(Data provided begins)

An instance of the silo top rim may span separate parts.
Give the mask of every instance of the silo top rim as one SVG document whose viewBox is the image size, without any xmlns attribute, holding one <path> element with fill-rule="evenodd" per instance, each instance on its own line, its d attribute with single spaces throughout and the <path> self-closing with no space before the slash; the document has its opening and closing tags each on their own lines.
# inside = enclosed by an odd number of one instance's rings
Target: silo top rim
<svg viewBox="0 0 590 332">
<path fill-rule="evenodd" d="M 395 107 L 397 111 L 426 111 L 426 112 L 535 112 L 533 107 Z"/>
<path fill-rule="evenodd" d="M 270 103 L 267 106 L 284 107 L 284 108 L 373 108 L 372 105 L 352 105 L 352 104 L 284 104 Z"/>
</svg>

(Data provided ends)
(Data provided begins)

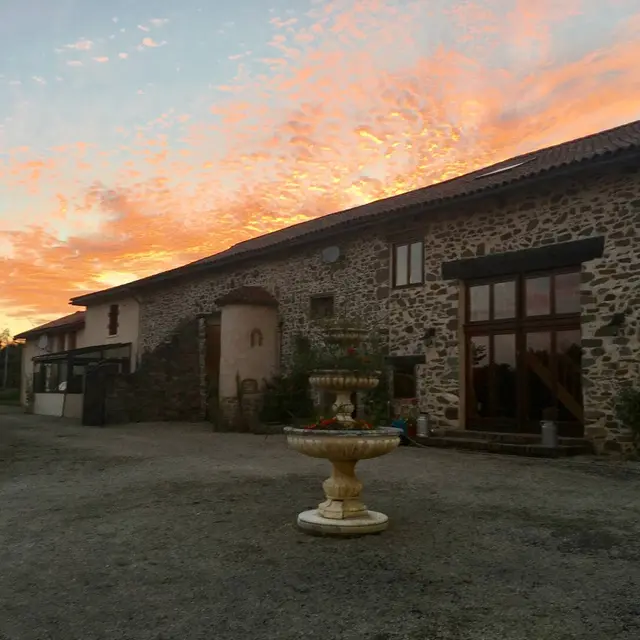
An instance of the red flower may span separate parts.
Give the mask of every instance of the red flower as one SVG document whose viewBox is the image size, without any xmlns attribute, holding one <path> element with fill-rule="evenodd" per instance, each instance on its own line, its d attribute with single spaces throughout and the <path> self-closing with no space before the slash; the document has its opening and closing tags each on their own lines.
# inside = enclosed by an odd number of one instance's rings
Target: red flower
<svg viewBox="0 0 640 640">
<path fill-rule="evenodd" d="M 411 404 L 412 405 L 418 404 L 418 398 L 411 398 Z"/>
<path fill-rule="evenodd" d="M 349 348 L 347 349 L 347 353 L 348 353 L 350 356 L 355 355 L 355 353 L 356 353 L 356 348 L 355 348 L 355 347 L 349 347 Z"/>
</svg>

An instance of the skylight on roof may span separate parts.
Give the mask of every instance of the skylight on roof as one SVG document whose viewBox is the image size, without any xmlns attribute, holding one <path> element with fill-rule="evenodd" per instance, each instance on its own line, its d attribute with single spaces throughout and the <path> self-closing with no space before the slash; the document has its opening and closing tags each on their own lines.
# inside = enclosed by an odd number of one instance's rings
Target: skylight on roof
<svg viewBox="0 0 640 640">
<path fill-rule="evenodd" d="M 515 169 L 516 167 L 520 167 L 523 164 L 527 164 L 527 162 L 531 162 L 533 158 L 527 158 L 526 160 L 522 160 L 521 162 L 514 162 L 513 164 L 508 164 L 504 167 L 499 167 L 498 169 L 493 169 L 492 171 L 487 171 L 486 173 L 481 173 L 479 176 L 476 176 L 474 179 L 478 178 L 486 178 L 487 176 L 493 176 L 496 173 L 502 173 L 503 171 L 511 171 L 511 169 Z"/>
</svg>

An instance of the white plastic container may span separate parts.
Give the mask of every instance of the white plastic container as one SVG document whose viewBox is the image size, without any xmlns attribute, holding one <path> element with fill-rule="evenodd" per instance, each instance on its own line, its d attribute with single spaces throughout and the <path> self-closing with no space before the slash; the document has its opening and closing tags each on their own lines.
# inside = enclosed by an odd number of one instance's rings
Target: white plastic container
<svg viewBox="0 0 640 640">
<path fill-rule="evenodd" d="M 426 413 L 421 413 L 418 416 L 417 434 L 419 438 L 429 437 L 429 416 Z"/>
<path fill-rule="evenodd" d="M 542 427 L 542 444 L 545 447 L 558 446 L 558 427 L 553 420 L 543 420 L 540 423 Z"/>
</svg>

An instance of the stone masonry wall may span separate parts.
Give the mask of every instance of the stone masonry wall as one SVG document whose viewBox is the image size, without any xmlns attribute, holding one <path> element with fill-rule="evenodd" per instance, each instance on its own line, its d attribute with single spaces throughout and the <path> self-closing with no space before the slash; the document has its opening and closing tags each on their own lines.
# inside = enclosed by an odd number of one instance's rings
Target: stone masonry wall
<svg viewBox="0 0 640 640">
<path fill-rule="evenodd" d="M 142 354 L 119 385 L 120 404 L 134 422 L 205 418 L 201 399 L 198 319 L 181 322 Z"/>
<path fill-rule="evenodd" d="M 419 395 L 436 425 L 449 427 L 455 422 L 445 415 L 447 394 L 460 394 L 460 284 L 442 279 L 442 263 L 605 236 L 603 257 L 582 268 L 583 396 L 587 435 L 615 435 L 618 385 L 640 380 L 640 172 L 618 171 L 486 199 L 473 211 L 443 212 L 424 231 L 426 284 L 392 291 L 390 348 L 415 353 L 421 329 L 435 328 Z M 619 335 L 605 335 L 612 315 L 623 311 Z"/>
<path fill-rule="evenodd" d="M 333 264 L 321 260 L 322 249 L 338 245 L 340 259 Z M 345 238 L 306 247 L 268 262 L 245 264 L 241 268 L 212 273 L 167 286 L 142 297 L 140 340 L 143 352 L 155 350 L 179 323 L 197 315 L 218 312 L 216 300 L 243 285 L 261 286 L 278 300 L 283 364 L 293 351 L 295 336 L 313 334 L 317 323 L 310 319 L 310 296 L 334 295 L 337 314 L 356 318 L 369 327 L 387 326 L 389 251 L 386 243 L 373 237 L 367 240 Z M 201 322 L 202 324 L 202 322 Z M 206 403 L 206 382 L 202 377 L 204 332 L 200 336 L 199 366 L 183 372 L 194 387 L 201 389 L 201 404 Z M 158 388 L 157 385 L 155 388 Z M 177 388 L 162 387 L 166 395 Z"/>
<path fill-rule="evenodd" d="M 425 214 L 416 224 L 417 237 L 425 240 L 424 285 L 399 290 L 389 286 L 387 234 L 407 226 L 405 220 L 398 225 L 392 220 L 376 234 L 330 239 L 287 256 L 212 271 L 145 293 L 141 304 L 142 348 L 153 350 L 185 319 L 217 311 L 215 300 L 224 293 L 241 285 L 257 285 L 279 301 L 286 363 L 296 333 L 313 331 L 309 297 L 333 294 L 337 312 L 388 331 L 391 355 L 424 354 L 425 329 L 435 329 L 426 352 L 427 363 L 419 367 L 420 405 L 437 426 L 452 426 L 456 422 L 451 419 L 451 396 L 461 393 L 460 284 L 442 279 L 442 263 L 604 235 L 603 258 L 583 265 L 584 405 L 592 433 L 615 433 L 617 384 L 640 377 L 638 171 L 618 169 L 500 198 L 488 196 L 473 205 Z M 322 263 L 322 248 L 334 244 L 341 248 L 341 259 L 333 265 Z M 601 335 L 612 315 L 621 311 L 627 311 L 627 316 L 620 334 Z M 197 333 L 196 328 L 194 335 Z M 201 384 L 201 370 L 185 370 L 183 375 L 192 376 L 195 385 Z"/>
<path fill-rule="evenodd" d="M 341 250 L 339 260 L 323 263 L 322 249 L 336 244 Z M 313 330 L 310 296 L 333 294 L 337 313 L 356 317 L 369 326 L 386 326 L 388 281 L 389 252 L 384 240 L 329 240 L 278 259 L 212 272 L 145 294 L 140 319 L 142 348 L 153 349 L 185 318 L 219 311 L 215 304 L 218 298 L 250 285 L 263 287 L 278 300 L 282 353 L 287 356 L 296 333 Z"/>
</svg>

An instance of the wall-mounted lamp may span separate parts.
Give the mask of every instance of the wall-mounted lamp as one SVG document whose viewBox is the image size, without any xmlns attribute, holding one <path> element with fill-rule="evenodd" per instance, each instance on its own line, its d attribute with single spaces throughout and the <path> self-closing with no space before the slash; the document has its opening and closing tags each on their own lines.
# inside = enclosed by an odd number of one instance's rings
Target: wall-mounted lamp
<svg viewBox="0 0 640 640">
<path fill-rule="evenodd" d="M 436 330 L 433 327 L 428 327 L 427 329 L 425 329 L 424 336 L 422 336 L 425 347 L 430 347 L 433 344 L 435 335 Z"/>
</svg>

(Data provided ends)
(Data provided begins)

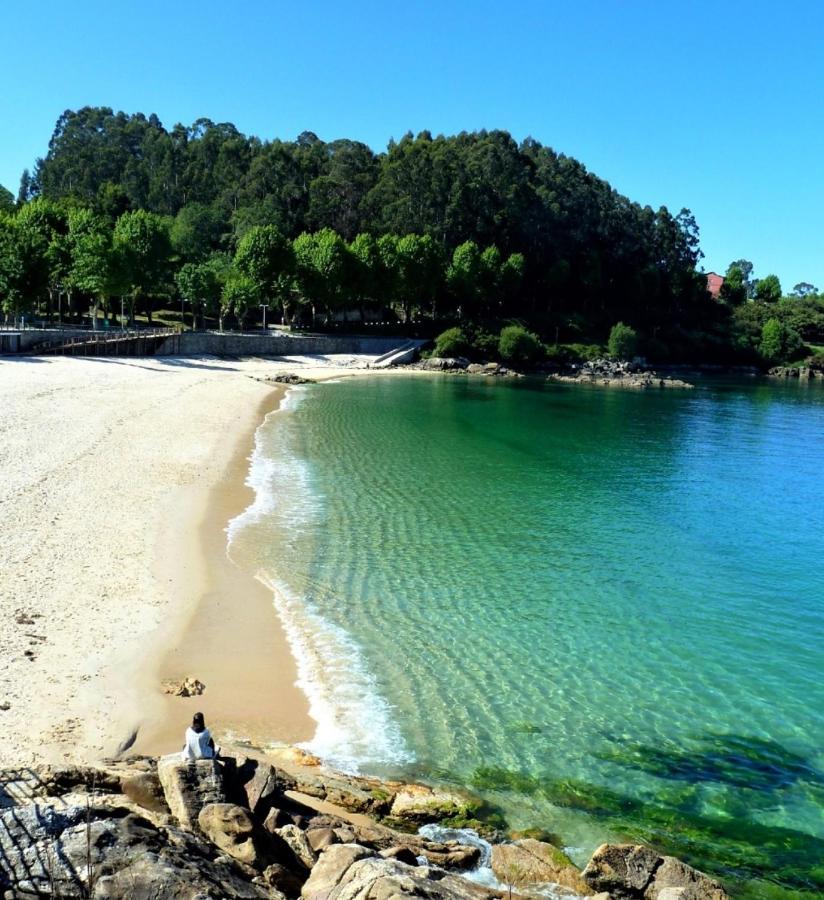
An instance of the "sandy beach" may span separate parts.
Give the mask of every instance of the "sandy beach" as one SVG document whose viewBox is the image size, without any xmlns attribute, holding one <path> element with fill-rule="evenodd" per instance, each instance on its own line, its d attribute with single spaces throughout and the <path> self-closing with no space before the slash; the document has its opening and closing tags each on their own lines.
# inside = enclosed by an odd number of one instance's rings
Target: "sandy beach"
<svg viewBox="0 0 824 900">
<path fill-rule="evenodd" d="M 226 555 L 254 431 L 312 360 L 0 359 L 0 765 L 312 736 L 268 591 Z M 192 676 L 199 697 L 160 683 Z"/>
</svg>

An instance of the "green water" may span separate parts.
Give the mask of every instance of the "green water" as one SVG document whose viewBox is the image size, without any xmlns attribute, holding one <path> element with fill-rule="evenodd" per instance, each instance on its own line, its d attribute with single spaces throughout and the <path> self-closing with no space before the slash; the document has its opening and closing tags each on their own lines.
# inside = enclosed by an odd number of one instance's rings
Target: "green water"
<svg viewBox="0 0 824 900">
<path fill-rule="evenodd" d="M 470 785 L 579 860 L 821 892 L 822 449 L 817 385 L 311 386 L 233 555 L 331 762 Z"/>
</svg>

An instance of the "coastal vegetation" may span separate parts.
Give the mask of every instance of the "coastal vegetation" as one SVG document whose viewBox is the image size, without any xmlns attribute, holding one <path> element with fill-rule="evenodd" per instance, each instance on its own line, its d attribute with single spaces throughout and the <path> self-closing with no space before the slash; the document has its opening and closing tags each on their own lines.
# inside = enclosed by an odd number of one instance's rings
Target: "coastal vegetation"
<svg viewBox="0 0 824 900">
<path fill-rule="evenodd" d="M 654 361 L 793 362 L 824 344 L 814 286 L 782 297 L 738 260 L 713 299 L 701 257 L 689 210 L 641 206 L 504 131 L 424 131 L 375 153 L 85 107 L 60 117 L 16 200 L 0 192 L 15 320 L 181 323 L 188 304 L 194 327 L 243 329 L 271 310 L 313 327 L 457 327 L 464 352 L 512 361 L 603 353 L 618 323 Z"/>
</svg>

(Data provided ends)

What to work on => Answer with one number only: how many lines of the entries above include the word "separate"?

Result of this task => 9